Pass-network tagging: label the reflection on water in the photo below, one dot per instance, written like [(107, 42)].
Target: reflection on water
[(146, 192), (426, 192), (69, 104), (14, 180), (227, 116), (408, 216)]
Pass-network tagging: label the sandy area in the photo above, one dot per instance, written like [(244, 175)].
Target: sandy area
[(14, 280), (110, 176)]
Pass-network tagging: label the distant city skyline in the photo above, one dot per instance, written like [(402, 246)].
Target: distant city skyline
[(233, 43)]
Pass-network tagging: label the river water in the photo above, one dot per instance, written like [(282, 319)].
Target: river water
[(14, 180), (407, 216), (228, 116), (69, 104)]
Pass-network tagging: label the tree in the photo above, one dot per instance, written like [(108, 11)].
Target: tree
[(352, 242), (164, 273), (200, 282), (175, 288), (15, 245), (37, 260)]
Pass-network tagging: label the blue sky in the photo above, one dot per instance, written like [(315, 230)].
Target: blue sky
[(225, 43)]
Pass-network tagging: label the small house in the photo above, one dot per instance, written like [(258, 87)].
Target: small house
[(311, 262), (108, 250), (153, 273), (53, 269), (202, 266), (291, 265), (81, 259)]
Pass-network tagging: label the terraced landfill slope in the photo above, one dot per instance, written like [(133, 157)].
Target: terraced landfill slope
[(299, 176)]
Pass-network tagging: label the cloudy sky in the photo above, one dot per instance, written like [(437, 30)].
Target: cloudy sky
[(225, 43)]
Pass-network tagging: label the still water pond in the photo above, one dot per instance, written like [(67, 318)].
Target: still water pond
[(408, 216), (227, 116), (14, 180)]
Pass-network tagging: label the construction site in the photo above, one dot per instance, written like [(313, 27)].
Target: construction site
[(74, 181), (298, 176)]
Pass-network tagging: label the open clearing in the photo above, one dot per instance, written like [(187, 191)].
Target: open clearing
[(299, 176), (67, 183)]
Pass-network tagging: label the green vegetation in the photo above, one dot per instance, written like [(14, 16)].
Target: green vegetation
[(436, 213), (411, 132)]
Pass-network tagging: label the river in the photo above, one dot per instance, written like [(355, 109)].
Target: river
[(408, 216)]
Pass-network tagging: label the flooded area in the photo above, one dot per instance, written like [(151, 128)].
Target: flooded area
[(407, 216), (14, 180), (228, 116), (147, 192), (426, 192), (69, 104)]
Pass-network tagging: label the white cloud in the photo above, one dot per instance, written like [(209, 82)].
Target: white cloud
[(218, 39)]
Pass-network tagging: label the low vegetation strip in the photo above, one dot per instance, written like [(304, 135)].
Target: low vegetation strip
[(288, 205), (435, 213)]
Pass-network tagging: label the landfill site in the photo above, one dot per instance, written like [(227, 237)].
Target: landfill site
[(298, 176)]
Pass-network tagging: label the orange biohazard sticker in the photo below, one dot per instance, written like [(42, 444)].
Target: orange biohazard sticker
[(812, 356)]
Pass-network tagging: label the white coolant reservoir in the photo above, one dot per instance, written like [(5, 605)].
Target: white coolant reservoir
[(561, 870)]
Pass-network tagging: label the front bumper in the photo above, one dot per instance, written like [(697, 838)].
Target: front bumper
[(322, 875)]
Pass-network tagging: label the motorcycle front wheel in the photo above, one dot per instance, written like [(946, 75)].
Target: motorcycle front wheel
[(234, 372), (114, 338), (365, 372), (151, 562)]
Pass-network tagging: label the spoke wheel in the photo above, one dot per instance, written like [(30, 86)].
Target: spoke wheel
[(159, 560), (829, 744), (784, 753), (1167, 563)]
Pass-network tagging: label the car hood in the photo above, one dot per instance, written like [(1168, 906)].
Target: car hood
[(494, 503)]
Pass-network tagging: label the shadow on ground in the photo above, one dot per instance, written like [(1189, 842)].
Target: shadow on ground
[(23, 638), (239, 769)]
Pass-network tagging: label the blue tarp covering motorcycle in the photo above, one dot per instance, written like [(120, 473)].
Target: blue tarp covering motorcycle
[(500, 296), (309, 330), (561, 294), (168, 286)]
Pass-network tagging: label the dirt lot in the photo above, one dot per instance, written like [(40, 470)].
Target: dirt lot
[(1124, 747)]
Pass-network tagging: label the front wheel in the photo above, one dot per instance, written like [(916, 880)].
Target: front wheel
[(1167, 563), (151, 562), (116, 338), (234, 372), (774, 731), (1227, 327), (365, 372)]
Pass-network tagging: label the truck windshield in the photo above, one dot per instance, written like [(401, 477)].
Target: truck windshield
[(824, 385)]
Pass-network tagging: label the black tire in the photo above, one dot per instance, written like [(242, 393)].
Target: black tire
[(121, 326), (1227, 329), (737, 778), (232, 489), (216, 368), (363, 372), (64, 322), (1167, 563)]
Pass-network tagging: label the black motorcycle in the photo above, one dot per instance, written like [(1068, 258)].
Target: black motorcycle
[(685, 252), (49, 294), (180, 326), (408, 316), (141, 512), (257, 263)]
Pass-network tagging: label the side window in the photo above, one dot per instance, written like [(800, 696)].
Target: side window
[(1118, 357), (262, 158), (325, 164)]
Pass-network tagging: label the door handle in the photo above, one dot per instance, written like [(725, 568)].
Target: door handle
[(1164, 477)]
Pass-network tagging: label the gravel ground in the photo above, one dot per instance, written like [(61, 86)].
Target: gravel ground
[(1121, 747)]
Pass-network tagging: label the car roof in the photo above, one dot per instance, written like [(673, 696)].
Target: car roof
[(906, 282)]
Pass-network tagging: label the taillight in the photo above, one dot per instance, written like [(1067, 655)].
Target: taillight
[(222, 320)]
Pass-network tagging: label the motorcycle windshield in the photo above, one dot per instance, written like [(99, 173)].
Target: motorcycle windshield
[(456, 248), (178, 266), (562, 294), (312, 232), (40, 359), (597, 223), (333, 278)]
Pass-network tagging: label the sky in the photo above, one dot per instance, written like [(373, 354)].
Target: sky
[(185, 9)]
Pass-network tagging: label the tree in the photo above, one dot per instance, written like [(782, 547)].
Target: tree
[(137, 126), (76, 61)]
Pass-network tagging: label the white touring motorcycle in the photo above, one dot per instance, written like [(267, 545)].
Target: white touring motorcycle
____________________
== What you have to do ==
Rewrite every line of the items above as a JSON list of strings, one string per line, leaving out blank lines.

== Solution below ==
[
  "Pass-network tagging: label the reflection on water in the photo below, one dot per instance, written like [(107, 42)].",
  "Target: reflection on water",
  "[(146, 192), (426, 192), (69, 104), (14, 180), (227, 116), (408, 216)]",
  "Pass-network tagging: label the sandy area in the photo above, one dot per instance, written like [(244, 175)].",
  "Target: sandy area",
  "[(14, 280), (110, 176)]",
  "Pass-network tagging: label the distant city skyline in the photo above, one dot per instance, written like [(402, 246)].",
  "Target: distant city skyline",
  "[(233, 43)]",
  "Pass-network tagging: label the river water in the photo above, one dot per instance, written like [(282, 319)].",
  "Target: river water",
  "[(14, 180), (407, 216), (228, 116), (69, 104)]",
  "Pass-network tagging: label the tree in the photo above, one dot per instance, written like [(108, 11)].",
  "Target: tree",
  "[(352, 242), (164, 273), (200, 282), (175, 288), (15, 245), (37, 260)]",
  "Pass-network tagging: label the blue sky in the photo above, one dot per instance, written like [(315, 230)].",
  "Target: blue sky",
  "[(225, 43)]",
  "Pass-network tagging: label the small house in the photo above, one dot per instance, written like [(258, 87)].",
  "Target: small house",
  "[(311, 262), (108, 250), (153, 273), (53, 269), (202, 266), (291, 265), (81, 259)]",
  "Pass-network tagging: label the terraced landfill slope in the photo above, one dot per instance, written like [(133, 157)].",
  "Target: terraced landfill slope",
  "[(299, 176)]",
  "Pass-network tagging: label the cloudy sky in the photo above, one dot per instance, written like [(437, 30)].",
  "Target: cloudy sky",
  "[(225, 43)]",
  "Pass-network tagging: label the still water pond in the photo above, one dot per instance, written like [(67, 318)].",
  "Target: still water pond",
  "[(408, 216), (227, 116), (14, 180)]",
  "Pass-network tagging: label the construction site in the photo above, one dot per instance, written like [(313, 27)].",
  "Target: construction site",
  "[(74, 181), (298, 176)]",
  "Pass-network tagging: label the open clearing in the photo above, one dot per instance, written like [(187, 191)].",
  "Target: open clearing",
  "[(299, 176), (67, 183)]",
  "Pass-network tagging: label the green vegetation in the photo above, one dot per instance, written like [(14, 16)].",
  "Target: green vegetation",
  "[(436, 213), (411, 132)]",
  "Pass-network tagging: label the river in the photo above, one dot per instance, written like [(355, 109)].",
  "Target: river",
  "[(408, 216)]",
  "Pass-network tagging: label the flooded area in the photo above, one dot per instance, written like [(151, 128)].",
  "Target: flooded area",
  "[(407, 216), (14, 180), (228, 116), (147, 192), (426, 192), (69, 104)]",
  "Pass-network tagging: label the white cloud in the photo above, one dot per instance, written like [(209, 82)].",
  "Target: white cloud",
  "[(218, 39)]",
  "Pass-network tagging: label the low vegetation strip in the photo above, one dot per instance, written like [(304, 135)].",
  "Target: low vegetation strip",
  "[(288, 205), (435, 213)]",
  "Pass-network tagging: label the landfill site in the photo above, one dot per instance, written like [(227, 237)].",
  "Target: landfill site",
  "[(298, 176)]",
  "Pass-network tagging: label the orange biohazard sticker in the photo below, one dot per instance, written like [(42, 444)].",
  "Target: orange biohazard sticker",
  "[(812, 356)]",
  "Pass-network tagging: label the white coolant reservoir in the photo above, one dot per instance, written like [(5, 605)].",
  "Target: white coolant reservoir",
  "[(561, 870)]",
  "Pass-network tagging: label the front bumper in the photo above, one dot per instance, written like [(697, 838)].",
  "Target: front bumper",
  "[(322, 875)]",
  "Pass-network tagging: label the motorcycle front wheel in the photo above, one dot per instance, written like [(946, 75)].",
  "Target: motorcycle front wheel",
  "[(234, 372), (114, 338), (365, 372), (151, 562)]",
  "Pass-network tagging: label the spoke wheel in the photo above, one dot per instance, written like [(30, 86)].",
  "Target: spoke wheel",
  "[(159, 560), (829, 744), (784, 753), (1167, 563)]",
  "Pass-network tagging: label the car hood in the photo above, one dot per instance, written like [(1168, 906)].",
  "Target: car hood",
  "[(494, 503)]",
  "Pass-network tagging: label the shadow on ground in the photo above, one dot per instance, written like [(1189, 842)].",
  "Target: shadow on ground",
  "[(23, 638), (239, 769)]",
  "Pass-network tagging: label the blue tarp covering motorcycle in the photo above, one dot per instance, written like [(120, 473)].",
  "Target: blue tarp covering motorcycle",
  "[(500, 296), (309, 330), (561, 294), (168, 286)]",
  "Pass-network tagging: label the dirt lot in the photo above, one dot per instance, written like [(40, 470)].",
  "Target: dirt lot",
  "[(1124, 747)]",
  "Pass-network tagging: label the front wheel in the photo above, one dot per instance, written like [(916, 880)].",
  "Target: front wheel",
  "[(1167, 563), (151, 562), (116, 338), (234, 372), (774, 731), (1227, 327), (365, 372)]",
  "Pass-network tagging: label the truck windshield in the photo above, one dot per instance, written like [(401, 477)].",
  "Target: truck windshield",
  "[(824, 385)]",
  "Pass-network tagging: label the black tire in the photo above, one dot per instance, written like [(242, 393)].",
  "Target: black tire",
  "[(121, 326), (1227, 329), (737, 778), (232, 489), (216, 368), (363, 372), (64, 322), (1167, 563)]",
  "Pass-network tagging: label the black motorcycle in the photo above, one dot per instance, written like [(1068, 258)].",
  "Target: black motorcycle",
  "[(685, 252), (49, 294), (180, 326), (408, 316), (141, 512), (257, 263)]",
  "Pass-network tagging: label the side window in the photo above, one dot per instance, written like [(800, 696)].",
  "Target: side window",
  "[(1118, 357), (262, 158), (325, 164)]",
  "Pass-network tagging: label the door handle in the photo above, one dot per instance, written like [(725, 568)].",
  "Target: door handle",
  "[(1164, 477)]",
  "Pass-network tagging: label the gravel ground in the photo above, one dot per instance, written like [(61, 86)].",
  "Target: gravel ground",
  "[(1121, 747)]",
  "Pass-network tagging: label the car roof in the photo above, one dot per instance, written like [(673, 696)].",
  "Target: car roof",
  "[(906, 282)]",
  "Pass-network tagging: label the taillight in the photo above, one dot per instance, written like [(1067, 655)].",
  "Target: taillight",
  "[(222, 320)]",
  "Pass-network tagging: label the motorcycle windshield in the photo above, one dot per instance, written like [(99, 173)].",
  "Target: motorcycle windshield",
  "[(456, 248), (178, 266), (562, 294), (312, 232), (40, 359), (597, 223), (333, 278)]",
  "Pass-network tagging: label the sky in the photo above, one dot per instance, written like [(373, 354)].",
  "Target: sky",
  "[(185, 9)]",
  "Pass-network tagging: label the tree in the photo above, one dot per instance, written like [(782, 547)].",
  "Target: tree",
  "[(137, 126), (76, 61)]",
  "Pass-network tagging: label the white touring motorcycle in the photo above, one dot per instance, written like [(267, 545)].",
  "Target: white touring motorcycle"
]